(Data provided begins)

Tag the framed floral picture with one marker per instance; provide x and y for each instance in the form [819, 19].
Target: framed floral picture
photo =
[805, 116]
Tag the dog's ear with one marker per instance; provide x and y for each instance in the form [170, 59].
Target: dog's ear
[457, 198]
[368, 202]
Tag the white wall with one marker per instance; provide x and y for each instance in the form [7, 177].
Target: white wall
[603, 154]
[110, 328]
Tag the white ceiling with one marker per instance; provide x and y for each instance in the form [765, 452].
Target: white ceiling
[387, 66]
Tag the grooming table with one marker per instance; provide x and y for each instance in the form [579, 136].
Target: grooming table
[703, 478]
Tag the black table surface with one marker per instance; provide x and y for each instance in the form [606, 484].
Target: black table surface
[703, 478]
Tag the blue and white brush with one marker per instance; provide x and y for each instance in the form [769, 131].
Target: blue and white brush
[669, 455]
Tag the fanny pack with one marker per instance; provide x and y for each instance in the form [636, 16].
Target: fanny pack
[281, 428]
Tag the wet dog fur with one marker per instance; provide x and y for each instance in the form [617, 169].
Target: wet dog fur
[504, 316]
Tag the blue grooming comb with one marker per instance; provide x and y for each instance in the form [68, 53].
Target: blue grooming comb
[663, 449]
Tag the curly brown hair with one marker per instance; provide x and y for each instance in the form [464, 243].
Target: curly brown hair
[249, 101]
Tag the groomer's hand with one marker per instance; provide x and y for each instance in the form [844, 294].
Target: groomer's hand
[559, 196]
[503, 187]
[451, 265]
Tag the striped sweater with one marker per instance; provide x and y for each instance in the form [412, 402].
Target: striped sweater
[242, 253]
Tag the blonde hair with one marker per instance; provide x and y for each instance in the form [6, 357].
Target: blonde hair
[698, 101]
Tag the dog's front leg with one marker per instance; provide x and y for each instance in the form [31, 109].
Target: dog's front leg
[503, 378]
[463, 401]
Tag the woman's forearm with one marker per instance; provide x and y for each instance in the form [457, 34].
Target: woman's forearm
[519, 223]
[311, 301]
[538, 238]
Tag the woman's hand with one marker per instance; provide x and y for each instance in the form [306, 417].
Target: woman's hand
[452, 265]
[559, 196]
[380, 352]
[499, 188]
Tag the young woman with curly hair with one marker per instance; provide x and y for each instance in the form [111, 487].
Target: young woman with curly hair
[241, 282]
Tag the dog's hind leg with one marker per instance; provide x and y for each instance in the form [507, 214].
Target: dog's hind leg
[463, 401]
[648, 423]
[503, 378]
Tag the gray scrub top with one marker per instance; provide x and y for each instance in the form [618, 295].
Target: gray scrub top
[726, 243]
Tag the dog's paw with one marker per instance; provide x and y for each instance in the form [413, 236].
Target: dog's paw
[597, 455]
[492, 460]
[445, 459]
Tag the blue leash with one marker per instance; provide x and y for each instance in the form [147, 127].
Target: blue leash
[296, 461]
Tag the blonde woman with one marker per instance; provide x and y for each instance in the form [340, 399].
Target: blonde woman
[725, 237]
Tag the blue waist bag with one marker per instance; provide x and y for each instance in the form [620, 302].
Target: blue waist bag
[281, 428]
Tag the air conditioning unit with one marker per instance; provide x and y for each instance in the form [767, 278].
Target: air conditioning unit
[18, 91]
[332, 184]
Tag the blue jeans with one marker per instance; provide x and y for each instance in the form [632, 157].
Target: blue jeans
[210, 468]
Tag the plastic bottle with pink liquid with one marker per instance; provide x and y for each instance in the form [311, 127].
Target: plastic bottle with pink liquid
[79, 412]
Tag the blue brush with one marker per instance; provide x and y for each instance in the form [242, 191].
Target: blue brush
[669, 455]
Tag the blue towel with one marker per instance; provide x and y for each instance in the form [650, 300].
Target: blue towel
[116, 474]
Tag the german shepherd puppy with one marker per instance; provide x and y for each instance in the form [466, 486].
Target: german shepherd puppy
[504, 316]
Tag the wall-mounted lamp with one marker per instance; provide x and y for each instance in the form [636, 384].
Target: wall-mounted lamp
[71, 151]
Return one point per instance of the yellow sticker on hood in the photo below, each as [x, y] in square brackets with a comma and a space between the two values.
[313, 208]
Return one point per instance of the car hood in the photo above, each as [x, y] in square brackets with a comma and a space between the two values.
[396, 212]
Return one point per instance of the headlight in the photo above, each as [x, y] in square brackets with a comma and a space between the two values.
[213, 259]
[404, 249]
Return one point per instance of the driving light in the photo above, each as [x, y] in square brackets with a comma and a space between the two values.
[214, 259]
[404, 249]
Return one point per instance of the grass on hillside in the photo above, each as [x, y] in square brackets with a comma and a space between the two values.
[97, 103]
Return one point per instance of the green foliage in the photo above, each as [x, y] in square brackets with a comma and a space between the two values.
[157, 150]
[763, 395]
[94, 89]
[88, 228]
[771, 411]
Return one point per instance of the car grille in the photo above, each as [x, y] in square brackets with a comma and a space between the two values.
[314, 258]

(Data provided ends)

- [Instructions to follow] Each record above should be returned exactly as it appears.

- [Your response]
Tag the framed floral picture with one marker per instance; provide x and y for each instance in the form [819, 19].
Target: framed floral picture
photo =
[805, 116]
Tag the dog's ear with one marker per instance; provide x and y for each instance in the form [170, 59].
Target: dog's ear
[457, 198]
[368, 202]
Tag the white wall with one marker per instance; provide x and y for each instance in the form [7, 177].
Target: white wall
[603, 154]
[110, 328]
Tag the white ceiling with one marker per instance; provide x and y for each instance in the form [765, 452].
Target: white ceiling
[387, 66]
Tag the grooming table with one marker per instance; provide x and y for each instance in the form [579, 136].
Target: grooming table
[703, 478]
Tag the black table surface with one marker per instance; provide x and y for each instance in the form [606, 484].
Target: black table surface
[703, 478]
Tag the blue and white brush with one marker per instance; provide x and y for each instance in the form [769, 131].
Target: blue and white brush
[669, 455]
Tag the fanny pack with one marker per instance; provide x and y for each instance in the form [636, 16].
Target: fanny pack
[281, 428]
Tag the wet dog fur with one marker per instance; provide x and y for each instance in the form [617, 169].
Target: wet dog fur
[504, 316]
Tag the blue grooming comb with one marker per instance; provide x and y for each instance in the form [68, 53].
Target: blue grooming comb
[663, 449]
Tag the curly brown hair with one marker per instance; provide x and y for each instance in the form [464, 243].
Target: curly brown hair
[249, 101]
Tag the groomer's hand with one marker per instance; provide x and y for each instance in the form [844, 294].
Target: groomer's hand
[559, 196]
[503, 187]
[451, 265]
Tag the striped sweater with one marker per instance; provide x and y for each instance in the form [412, 402].
Target: striped sweater
[242, 253]
Tag the blonde hair with one marker per instance; provide x and y for each instance in the form [6, 357].
Target: blonde hair
[698, 101]
Tag the dog's front leg with one marker per instance; provide x and y for each instance in the form [31, 109].
Target: dog's front leg
[503, 378]
[463, 401]
Tag the woman's forearm with one marker per instance; provide x and y for each instance in the form [457, 34].
Target: woman's forearm
[519, 223]
[311, 301]
[538, 238]
Tag the woman's hand with one marker per instance; provide x and y for each instance in the form [306, 417].
Target: woman's hand
[452, 265]
[559, 196]
[380, 352]
[499, 188]
Tag the young woman with curly hair with one marker per instance; provide x and y for each instance in the form [111, 487].
Target: young woman with curly hair
[241, 282]
Tag the dog's hind leg with one marker per instance; provide x and y for each instance in the form [507, 214].
Target: dog's hind leg
[463, 401]
[648, 423]
[503, 378]
Tag the gray scrub top with one marker per instance; provide x and y for each instance in the form [618, 295].
Target: gray scrub top
[726, 243]
Tag the dog's paw with one marker per instance; provide x and y for each instance in the form [413, 236].
Target: dog's paw
[597, 455]
[492, 460]
[445, 459]
Tag the blue leash with one marker per instance; provide x and y for each instance in the form [147, 127].
Target: blue leash
[296, 461]
Tag the blonde woman with one marker per instance; provide x and y for each instance in the form [340, 399].
Target: blonde woman
[725, 237]
Tag the blue waist bag with one marker per instance; provide x and y for each instance in the form [620, 302].
Target: blue waist bag
[281, 428]
Tag the air conditioning unit with one marker per instance; provide x and y for each instance in the form [767, 278].
Target: air conditioning unit
[18, 91]
[332, 184]
Tag the blue jeans with one marker per instance; provide x and y for each instance in the form [632, 157].
Target: blue jeans
[210, 468]
Tag the plastic bottle with pink liquid with one marker per instance; provide x and y for each instance in the form [311, 127].
Target: plastic bottle with pink liquid
[79, 412]
Tag the blue brush with one marker per instance; provide x and y for each instance in the form [242, 191].
Target: blue brush
[669, 455]
Tag the blue towel with one marker per instance; provide x and y for each instance in the form [650, 300].
Target: blue towel
[116, 474]
Tag the german shepherd puppy with one marker per instance; provide x and y for each instance in the form [466, 486].
Target: german shepherd puppy
[504, 316]
Tag the wall-mounted lamp with one marker per instance; provide x and y for each instance in the form [636, 384].
Target: wall-mounted lamp
[71, 151]
Return one point per instance of the yellow sticker on hood in the photo below, each as [x, y] in square brackets with a comma and a space between the two values.
[313, 208]
Return one point per instance of the car hood in the photo above, each as [x, y] in square brackets with a comma and a space between the two values.
[396, 212]
Return one point per instance of the headlight in the photo above, each as [x, y] in square brackets with a comma and a space between the two values.
[213, 259]
[404, 249]
Return one point per instance of the driving light in the photo above, each as [x, y] in square brackets with a comma and a space between the two values.
[214, 259]
[404, 249]
Return one point per instance of the grass on hillside in the photo above, each as [x, y] in square brackets with a comma and a space between the two values.
[97, 103]
Return one point per instance of the green foliage in the photo above, each as [x, y] in square brackets with a comma and a space between the two values.
[157, 150]
[763, 395]
[94, 89]
[88, 228]
[771, 411]
Return one point per instance of the car grille in the photo above, each as [x, y] in square brackets with a comma and a space between the two values.
[314, 258]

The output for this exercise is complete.